» **Description of the task**: Each entry below is to be extracted exactly.

» **Items**:
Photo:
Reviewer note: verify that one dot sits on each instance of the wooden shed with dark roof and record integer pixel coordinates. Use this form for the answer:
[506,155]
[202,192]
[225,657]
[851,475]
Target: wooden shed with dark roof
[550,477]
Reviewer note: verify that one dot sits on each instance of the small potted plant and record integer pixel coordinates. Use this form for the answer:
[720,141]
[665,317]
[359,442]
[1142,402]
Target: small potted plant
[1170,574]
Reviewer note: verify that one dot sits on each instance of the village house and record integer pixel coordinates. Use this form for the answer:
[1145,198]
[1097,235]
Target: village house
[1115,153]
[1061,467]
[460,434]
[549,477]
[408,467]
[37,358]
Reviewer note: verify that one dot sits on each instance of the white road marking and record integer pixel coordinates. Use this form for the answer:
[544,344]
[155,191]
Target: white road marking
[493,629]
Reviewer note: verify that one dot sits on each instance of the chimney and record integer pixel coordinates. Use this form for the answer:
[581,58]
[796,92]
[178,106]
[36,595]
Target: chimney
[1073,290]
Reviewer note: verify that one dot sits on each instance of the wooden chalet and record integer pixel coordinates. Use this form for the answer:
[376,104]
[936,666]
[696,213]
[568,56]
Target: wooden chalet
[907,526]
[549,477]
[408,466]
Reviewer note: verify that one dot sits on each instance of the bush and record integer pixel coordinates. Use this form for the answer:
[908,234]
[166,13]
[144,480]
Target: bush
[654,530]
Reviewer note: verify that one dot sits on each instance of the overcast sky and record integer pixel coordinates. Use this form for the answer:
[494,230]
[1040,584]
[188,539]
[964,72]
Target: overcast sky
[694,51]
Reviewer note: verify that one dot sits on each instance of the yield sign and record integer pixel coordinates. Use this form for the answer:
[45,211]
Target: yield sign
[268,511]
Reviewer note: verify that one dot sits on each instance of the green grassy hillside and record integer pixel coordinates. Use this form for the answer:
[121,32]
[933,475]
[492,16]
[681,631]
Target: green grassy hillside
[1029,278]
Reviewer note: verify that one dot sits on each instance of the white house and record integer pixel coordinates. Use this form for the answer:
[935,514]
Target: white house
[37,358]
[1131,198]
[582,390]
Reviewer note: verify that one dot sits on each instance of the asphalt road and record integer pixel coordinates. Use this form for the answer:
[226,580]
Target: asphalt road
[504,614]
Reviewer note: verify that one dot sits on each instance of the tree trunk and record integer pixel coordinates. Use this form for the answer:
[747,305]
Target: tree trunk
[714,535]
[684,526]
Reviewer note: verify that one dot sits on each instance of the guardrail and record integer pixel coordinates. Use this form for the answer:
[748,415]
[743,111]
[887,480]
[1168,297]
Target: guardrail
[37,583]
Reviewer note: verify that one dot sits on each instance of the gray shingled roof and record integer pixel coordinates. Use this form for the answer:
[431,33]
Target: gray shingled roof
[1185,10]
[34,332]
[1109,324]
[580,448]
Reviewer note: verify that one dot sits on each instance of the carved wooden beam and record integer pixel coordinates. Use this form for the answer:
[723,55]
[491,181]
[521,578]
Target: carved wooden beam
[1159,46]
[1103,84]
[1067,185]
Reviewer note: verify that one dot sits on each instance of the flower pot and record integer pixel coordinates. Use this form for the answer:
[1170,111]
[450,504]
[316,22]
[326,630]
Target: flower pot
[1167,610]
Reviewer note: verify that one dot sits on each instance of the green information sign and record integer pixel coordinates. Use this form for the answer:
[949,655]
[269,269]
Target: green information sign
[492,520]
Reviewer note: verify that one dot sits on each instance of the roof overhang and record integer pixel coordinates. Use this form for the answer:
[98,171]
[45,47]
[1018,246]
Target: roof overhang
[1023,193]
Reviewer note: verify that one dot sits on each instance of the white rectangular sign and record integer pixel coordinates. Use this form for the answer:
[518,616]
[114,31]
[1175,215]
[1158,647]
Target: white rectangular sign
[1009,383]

» **Exercise output**:
Photo:
Reviewer note: verify that one dot sits on each instance of the wooden shed with dark roof and record integer pixel coordinates. Use this form for the answer:
[506,155]
[202,192]
[225,657]
[851,475]
Target: wooden shed with dark roof
[550,477]
Reviewer note: verify that one dot sits on each instance of the small potted plant and record integer pixel coordinates. Use this form for the answer:
[720,141]
[665,317]
[359,442]
[1142,402]
Target: small potted plant
[1170,574]
Reviewer note: verify that one dot sits on each instance of the village house and record integer pixel coordinates. Use this form for the answer:
[1145,198]
[1097,235]
Target: village house
[1115,153]
[1061,467]
[460,434]
[549,477]
[408,467]
[37,358]
Reviewer note: verify that one dot sits on each instance of the white road marking and record integer pixel coordinates. Use this form for the answer:
[544,344]
[155,191]
Target: white road marking
[493,629]
Reviewer note: verify that one dot sits on each instance of the chimney and record integer pixel coordinates. Use this form for the answer:
[581,58]
[796,92]
[178,106]
[36,595]
Target: chimney
[1073,290]
Reviewer note: verify that one dot sits on each instance of the wooden chalet and record integer pixel coordinates. Use this form for the answer:
[376,104]
[936,666]
[696,213]
[568,56]
Target: wooden chalet
[907,526]
[549,477]
[408,466]
Reviewer note: verify that one dot sits on each instance of the bush and record integer pixel coordinates. Use this form for the answer:
[908,234]
[166,13]
[144,480]
Target: bush
[654,530]
Reviewer note: verify that one dot sits on each instance of the overcast sky and record integer pixel coordinates. Use this form for the answer:
[494,230]
[1040,584]
[188,539]
[964,72]
Target: overcast sky
[694,51]
Reviewer note: verify that one dot sits on each instance of the yield sign and record integer pixel coordinates. Use this form for the answer:
[45,211]
Target: yield sign
[268,511]
Reviewer note: verify that one dot sits on each instance of the green grassy hillside and record integer pixel coordinates. Use this form for the answer:
[121,32]
[933,475]
[492,16]
[681,631]
Target: green grassy hillside
[1029,278]
Reviewer note: verify that one dot sits on each instance of the white house and record integer pixel coordinates. Use this form for the answer:
[935,514]
Target: white house
[37,358]
[1131,198]
[582,390]
Reviewer note: verify that one dot sits on each instance of the asphalt road and record integer pixel coordinates. Use this form for the answer:
[226,580]
Target: asphalt road
[504,614]
Reviewer note: verify that one dot sits on each instance of the tree trunk and record integer pixel coordinates. Use this form for the answer:
[747,305]
Target: tree trunk
[714,535]
[684,526]
Reviewer note: verify that one dot sits on each instance of the guardrail and record integer pixel coordinates. Use this form for the answer:
[748,415]
[743,111]
[887,480]
[1168,297]
Target: guardrail
[37,583]
Reviewer note: verify that one dot sits on each instance of the gray shingled roof and record integer pixel coordinates. Use this form for the answer:
[431,33]
Target: gray shingled roof
[1185,10]
[34,332]
[1109,324]
[580,448]
Reviewer note: verify that one dot sits on each instance of the carved wooden beam and record integer pixel coordinates. Use this form for the answer:
[723,55]
[491,181]
[521,578]
Target: carved wooden beam
[1159,46]
[1103,84]
[1067,185]
Reviewer note: verify that one dot sits on each instance of the flower pot and record integer pixel coordinates. Use this form for the answer:
[1170,111]
[450,504]
[316,22]
[326,630]
Target: flower pot
[1167,610]
Reviewer note: verify that one dot sits on each instance of the green information sign and record integer pixel coordinates. Use this form for the answer:
[949,655]
[269,269]
Target: green information sign
[492,520]
Reviewer note: verify that one dot sits on each instance of the roof overhang and record integer pixel coordinates. Use this form for the answer:
[98,171]
[45,47]
[1018,246]
Target: roof overhang
[1023,193]
Reviewer note: verify that one dot sits on each instance of the white rectangular sign and record integer pixel coordinates. Use this form for the answer:
[518,616]
[114,31]
[1175,215]
[1158,647]
Target: white rectangular sign
[1009,383]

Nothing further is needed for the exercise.